## Text provided
>> start
[Date Prev][Date Next][Thread Prev][Thread Next][Date Index][Thread Index]

[idn] BOM in draft-hoffman-stringprep-07



(If there is a more appropriate mailing list for stringprep, let me know.)

I see that draft-hoffman-stringprep-07 maps U+FEFF (ZWNBSP/BOM) to
nothing (older versions did too) and also prohibits the character in
the output.  Why?

U+FEFF used as a byte order mark have its uses in some Unicode
transformation formats (UTF-16 and UTF-32), and I don't see stringprep
requiring the use of UTF-8, where I would agree that it makes sense to
prohibit it.

My interpretation is that any protocol that uses UTF-16 and UTF-32 in
byte order independent mode will thus have to modify the stringprep
tables, to have BOM signatures work, before they can use stringprep.
Only UTF-8 and byte order tagged UTF-16 and UTF-32 can use stringprep
tables as is.  Is this a correct interpretation?  In that case, the
text in section 5 should make it more clear that it is allowed to use
partial tables (right now it says all or some of the tables may be
used), and also note that byte order independent UTF-16 and UTF-32
applications need to remove U+FEFF from the tables.  An alternate
solution would be to only define stringprep for UTF-8.

Thanks.
>> end
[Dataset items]
>> start
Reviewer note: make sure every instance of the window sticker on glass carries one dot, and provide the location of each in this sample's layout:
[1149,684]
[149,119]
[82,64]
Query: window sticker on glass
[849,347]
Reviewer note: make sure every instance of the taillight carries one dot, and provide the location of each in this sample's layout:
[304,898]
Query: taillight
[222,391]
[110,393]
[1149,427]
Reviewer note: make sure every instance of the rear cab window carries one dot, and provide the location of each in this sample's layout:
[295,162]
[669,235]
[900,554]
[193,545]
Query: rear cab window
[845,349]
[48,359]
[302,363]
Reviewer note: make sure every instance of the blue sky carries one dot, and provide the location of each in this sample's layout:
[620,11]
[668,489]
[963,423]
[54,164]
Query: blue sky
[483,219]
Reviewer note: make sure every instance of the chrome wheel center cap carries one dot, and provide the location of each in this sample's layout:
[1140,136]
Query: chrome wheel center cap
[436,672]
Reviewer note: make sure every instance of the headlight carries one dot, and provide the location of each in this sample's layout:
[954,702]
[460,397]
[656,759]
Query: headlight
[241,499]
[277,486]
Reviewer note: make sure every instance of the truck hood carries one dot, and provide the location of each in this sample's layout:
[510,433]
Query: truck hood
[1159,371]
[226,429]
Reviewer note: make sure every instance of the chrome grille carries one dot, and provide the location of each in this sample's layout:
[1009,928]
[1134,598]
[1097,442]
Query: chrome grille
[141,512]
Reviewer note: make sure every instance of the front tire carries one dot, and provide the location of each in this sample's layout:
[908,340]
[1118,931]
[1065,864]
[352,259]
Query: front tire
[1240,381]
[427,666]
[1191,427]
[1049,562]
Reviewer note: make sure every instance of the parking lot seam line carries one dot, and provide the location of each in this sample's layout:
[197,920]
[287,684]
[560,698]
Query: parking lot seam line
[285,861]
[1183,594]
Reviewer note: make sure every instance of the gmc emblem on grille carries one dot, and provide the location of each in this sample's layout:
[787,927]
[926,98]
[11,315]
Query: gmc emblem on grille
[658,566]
>> end
## What you need to do
A - Using the mailing list post on the byte order mark in stringprep, say whether each statement agrees with it: (i) the draft maps U+FEFF to nothing; (ii) the writer believes stringprep requires UTF-8; (iii) section 5 currently says only all of the tables may be used. Answer yes or no for each and quote the deciding words.
B - Express the records as a JSON list of strings, one string per line and no blank lines, from the line with "Reviewer note: make sure every instance of the front" through the last line of the records.

## The answers
A -
(i) Yes: "maps U+FEFF (ZWNBSP/BOM) to nothing"
(ii) No: "I don't see stringprep requiring the use of UTF-8"
(iii) No: "right now it says all or some of the tables may be used"

B -
[
  "Reviewer note: make sure every instance of the front tire carries one dot, and provide the location of each in this sample's layout:",
  "[908,340]",
  "[1118,931]",
  "[1065,864]",
  "[352,259]",
  "Query: front tire",
  "[1240,381]",
  "[427,666]",
  "[1191,427]",
  "[1049,562]",
  "Reviewer note: make sure every instance of the parking lot seam line carries one dot, and provide the location of each in this sample's layout:",
  "[197,920]",
  "[287,684]",
  "[560,698]",
  "Query: parking lot seam line",
  "[285,861]",
  "[1183,594]",
  "Reviewer note: make sure every instance of the gmc emblem on grille carries one dot, and provide the location of each in this sample's layout:",
  "[787,927]",
  "[926,98]",
  "[11,315]",
  "Query: gmc emblem on grille",
  "[658,566]"
]